Content starts

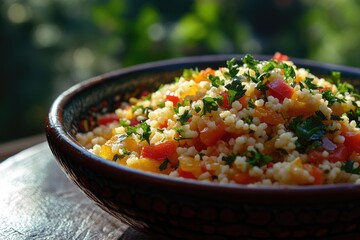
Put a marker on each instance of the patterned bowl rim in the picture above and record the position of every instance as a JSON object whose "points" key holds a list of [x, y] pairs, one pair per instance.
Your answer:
{"points": [[56, 132]]}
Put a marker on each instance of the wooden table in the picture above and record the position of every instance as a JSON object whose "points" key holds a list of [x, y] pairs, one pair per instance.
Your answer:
{"points": [[37, 201]]}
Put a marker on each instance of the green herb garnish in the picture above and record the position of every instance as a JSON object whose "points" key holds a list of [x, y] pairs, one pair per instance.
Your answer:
{"points": [[216, 81], [331, 98], [211, 104], [146, 131], [309, 131], [236, 90]]}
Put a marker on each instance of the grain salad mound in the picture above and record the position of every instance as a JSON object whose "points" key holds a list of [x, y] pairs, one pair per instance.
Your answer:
{"points": [[254, 123]]}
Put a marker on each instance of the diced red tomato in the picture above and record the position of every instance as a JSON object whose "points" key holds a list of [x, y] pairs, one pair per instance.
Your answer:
{"points": [[108, 118], [280, 90], [341, 153], [244, 178], [186, 174], [280, 57], [172, 98], [210, 136], [161, 151], [352, 141]]}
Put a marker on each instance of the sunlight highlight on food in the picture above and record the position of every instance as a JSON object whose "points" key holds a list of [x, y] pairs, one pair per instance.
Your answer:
{"points": [[251, 123]]}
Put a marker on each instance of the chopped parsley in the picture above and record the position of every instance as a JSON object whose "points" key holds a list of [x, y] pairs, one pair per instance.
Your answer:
{"points": [[180, 131], [146, 131], [236, 90], [251, 62], [309, 84], [309, 131], [289, 72], [233, 68], [211, 104], [331, 98], [183, 118]]}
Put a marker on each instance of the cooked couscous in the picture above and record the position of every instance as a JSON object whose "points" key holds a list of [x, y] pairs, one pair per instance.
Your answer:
{"points": [[254, 122]]}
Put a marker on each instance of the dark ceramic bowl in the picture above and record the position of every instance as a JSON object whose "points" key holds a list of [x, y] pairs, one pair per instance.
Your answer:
{"points": [[186, 209]]}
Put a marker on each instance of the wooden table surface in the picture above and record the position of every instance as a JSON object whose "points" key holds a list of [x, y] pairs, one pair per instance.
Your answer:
{"points": [[37, 201]]}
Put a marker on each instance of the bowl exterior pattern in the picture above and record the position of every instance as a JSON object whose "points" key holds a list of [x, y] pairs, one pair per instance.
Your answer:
{"points": [[184, 210]]}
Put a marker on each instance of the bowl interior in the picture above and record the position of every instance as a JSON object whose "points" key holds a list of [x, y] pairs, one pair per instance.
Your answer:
{"points": [[76, 109]]}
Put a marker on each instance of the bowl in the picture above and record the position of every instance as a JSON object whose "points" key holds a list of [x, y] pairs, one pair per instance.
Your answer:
{"points": [[184, 209]]}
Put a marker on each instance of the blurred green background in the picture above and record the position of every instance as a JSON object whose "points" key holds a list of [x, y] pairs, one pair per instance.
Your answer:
{"points": [[47, 46]]}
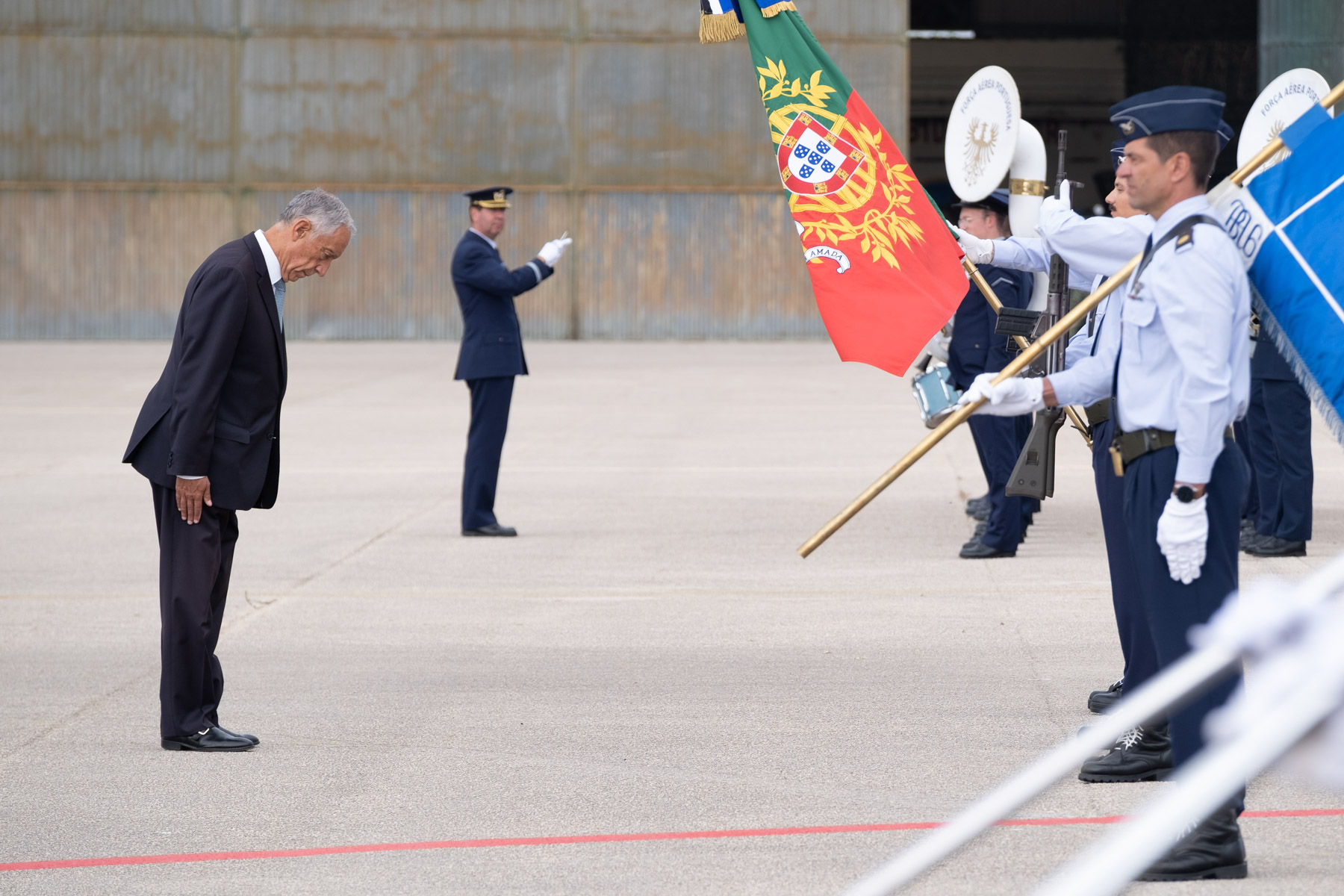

Content ends

*Problem requirements:* Without including any picture, output all the material exactly as it appears.

*Exercise solution:*
Put a marker on each instance of the patterned bowl rim in the picture above and record the position of every instance as a JSON object whose "points" key holds a list of [x, y] pairs, one pair per instance.
Your answer:
{"points": [[56, 132]]}
Put a marker on each instance of the wooden table in the picture above and record the position of every instance as a JSON object whose "points" key holds a list of [x, y] pairs, one pair per instance.
Your answer:
{"points": [[37, 201]]}
Put a marker on each instance of the green herb garnish in the picture above and record the position of every instance as a JSON object whose "points" key holds a list of [x, y] pairs, one pair per instance.
Your answer:
{"points": [[216, 81], [331, 98], [211, 104], [146, 131], [309, 131], [236, 90]]}
Put a marker on each instance of the grain salad mound in the picture above and record the position of every instance as a JSON object whose "points" key holds a list of [x, y] pairs, one pair per instance.
Your answer:
{"points": [[254, 123]]}
Put a marker on each instance of the diced red tomato in the picture above and record the position of every instance as a JSON object whose "points" key holds a list of [x, y] pairs, one pair per instance.
Your answer:
{"points": [[108, 118], [280, 90], [341, 153], [244, 178], [186, 174], [280, 57], [172, 98], [210, 136], [161, 151], [352, 141]]}
Put a marker on each instance of the sunlight highlight on food in the picture above and record the position of every instance as a JSON object whose "points" key holds a list of [x, y] pairs, one pair per instance.
Your answer:
{"points": [[251, 123]]}
Put a marker on each instance of the chopped parsley in the picture above and record the position of every instance as a JSON object whose "points" key holds a list of [x, y] pairs, one pair per instance.
Your answer:
{"points": [[180, 131], [146, 131], [236, 90], [251, 62], [309, 84], [309, 131], [289, 72], [233, 68], [211, 104], [331, 98], [183, 118]]}
Put a marker on each instance of the cooked couscous in the picture above and record the position of every instance as a JSON object whose "points" key holds a list of [x, y] pairs, one pair per instance.
Your answer:
{"points": [[254, 122]]}
Put a marker on each instance of the dark ceramic bowl in the picture above and record the position of every instance as a JSON object whose "points" key holds a list of [x, y] pairs, one pair per instance.
Your answer:
{"points": [[186, 209]]}
Put a marker on each instance of the wooden table surface in the picture above and record the position of every instance as a JSON object whose "points" key holds a list of [x, y] pairs, one pair per instance.
Your answer:
{"points": [[37, 201]]}
Put a marker on each instance of the bowl exterior pattern in the picture above and record the position of every instance as a JSON object whose "points" key holds a list of [x, y] pairs, one pair per instance.
Your answer:
{"points": [[184, 210]]}
Put a marker on each instance of the bowl interior in the picture above and record the position of every instance as a JSON object whose "points" key holds a list of [x, y] pairs, one pair per instance.
Your answer:
{"points": [[76, 109]]}
Put a marker on each instance of the bowl in the picture above and record the position of every instance as a JSON object whose "points" key holds a list of [x, y] pairs, one pair per instance.
Your answer:
{"points": [[184, 209]]}
Put a marker on each instance of the blurred green background in the picture above and record the position of every instance as a JSON object whose "points" key holds a list of [x, y] pairs, one pair per instance.
Your answer:
{"points": [[47, 46]]}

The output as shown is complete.